Document text —
'''

Exactly, there have been loads of tools over time to make software development easier - like Dreamweaver and Frontpage to build websites without coding, or low/no-code platforms to click and drag software together, or all frameworks ever, or libraries that solve issues that often take time - and I'm sure they've had a cumulative effect in developer productivity and / or software quality.
But there's not one tool there that triggered a major boost in output or number of apps / libraries / products created - unless I missed something.
Sure, total output has increased, especially since the early 2010's thanks to both Github becoming the social network of software development, and (arguably) Node / JS becoming one of the most popular languages/runtimes out there attracting a lot of developers to publish a lot of tools. But that's not down to productivity or output boosting developments.
> It is incredibly easy now to get an idea to the prototype stage
Yup. And for most purposes, that's enough. An app does not have to be productized and shipped to general audience to be useful. In fact, if your goal is to solve some specific problem for yourself, your friends/family, community or your team, then the "last step" you mention - the one that "takes majority of time and effort" - is entirely unnecessary, irrelevant, and a waste of time.

'''

Written request 1 — Reproduce, character for character, the part of the records that opens with the line containing "tag the metal cross" and closes with the line containing "<point>932,658</point>", including both of those lines.

Records for processing —

'''

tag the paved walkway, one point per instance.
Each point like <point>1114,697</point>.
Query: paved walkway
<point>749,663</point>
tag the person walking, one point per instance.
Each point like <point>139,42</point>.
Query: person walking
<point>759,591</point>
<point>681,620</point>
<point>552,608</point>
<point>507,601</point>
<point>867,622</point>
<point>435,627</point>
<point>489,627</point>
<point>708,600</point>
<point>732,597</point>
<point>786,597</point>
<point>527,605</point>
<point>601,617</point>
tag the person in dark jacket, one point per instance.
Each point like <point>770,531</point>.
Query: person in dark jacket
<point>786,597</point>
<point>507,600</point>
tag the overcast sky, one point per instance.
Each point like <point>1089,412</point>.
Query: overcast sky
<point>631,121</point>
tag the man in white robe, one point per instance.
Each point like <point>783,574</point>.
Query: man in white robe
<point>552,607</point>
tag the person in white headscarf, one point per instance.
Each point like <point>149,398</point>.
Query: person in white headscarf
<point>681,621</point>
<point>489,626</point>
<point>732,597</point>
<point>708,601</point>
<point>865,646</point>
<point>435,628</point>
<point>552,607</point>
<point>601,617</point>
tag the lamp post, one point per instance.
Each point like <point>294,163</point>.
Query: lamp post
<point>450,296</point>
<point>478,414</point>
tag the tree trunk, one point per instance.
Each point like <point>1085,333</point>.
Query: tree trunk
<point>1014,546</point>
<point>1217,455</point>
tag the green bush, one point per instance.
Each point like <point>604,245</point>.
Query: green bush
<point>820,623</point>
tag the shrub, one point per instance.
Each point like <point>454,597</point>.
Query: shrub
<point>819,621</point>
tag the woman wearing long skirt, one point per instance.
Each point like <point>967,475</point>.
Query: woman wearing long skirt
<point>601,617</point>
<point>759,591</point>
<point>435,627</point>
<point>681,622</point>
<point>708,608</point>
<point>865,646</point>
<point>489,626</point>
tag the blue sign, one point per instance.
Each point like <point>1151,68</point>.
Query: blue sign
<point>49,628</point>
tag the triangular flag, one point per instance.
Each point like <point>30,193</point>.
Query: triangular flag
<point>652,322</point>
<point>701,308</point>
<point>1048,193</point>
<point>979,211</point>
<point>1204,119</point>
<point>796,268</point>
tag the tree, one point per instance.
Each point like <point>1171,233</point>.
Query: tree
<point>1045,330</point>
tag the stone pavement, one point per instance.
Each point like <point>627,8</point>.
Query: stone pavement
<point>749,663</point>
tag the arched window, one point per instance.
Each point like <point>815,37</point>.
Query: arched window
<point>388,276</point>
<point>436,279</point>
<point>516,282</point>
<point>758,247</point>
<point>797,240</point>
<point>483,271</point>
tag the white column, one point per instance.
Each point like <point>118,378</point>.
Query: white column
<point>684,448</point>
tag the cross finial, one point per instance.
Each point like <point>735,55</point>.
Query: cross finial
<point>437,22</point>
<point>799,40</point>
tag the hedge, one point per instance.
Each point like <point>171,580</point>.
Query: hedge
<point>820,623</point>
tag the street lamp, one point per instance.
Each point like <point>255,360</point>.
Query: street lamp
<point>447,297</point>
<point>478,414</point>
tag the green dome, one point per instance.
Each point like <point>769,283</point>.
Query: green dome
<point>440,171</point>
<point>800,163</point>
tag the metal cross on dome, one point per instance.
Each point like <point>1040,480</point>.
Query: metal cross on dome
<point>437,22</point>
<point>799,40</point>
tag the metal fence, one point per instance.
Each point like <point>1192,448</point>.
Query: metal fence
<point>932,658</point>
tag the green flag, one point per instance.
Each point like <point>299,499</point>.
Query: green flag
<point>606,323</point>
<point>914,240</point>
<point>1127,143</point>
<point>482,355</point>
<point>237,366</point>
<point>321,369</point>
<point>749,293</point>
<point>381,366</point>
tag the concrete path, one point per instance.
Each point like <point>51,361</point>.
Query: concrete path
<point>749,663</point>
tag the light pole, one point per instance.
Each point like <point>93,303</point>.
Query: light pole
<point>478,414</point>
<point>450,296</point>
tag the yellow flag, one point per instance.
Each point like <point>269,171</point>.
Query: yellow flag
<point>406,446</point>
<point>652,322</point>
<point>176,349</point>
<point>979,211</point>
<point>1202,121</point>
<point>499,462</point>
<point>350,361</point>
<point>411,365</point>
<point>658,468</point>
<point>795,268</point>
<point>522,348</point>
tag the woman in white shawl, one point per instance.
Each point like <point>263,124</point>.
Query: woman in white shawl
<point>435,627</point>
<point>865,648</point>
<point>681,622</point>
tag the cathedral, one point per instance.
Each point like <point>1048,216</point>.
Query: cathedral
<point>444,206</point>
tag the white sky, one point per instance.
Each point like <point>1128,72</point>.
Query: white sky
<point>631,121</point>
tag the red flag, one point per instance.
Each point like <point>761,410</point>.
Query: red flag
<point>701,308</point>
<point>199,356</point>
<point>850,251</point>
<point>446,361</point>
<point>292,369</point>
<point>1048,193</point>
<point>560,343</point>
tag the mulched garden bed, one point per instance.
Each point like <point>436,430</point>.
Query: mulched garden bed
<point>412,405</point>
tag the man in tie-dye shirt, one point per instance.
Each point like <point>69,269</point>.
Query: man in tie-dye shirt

'''

Written request 2 — Write a continuation of the comment on software development tools and prototyping, beginning right after its final sentence.

Response 1 —
tag the metal cross on dome, one point per instance.
Each point like <point>1040,480</point>.
Query: metal cross on dome
<point>437,22</point>
<point>799,40</point>
tag the metal fence, one point per instance.
Each point like <point>1192,448</point>.
Query: metal fence
<point>932,658</point>

Response 2 —
The productivity boost is there, but it's not measured because people are looking for the wrong thing. Products on the market are not solutions to problems, they're tools to make money. The two are correlated, because of bunch of obvious reasons (people need money, solving a problem costs money, people are happy to pay for solutions, etc.), but they're still distinct. AI is dropping the costs of "solving the problem" part, much more than that of "making a product", so it's not useful to use the lack of the latter as evidence of lack of the former.
Software engineering is not “coding” though.
Before AI for the last 8 or so years now first at a startup then working in consulting mostly with companies new to AWS or they wanted a new implementation, it’s been:
1. Gather requirements
2. Do the design
3. Present the design and get approval and make sure I didn’t miss anything
4. Do the infrastructure as code to create the architecture and the deployment pipeline
5. Design the schema and write the code
6. Take it through UAT and often go back to #4 or #5
7. Move it into production
8. Monitoring and maintenance.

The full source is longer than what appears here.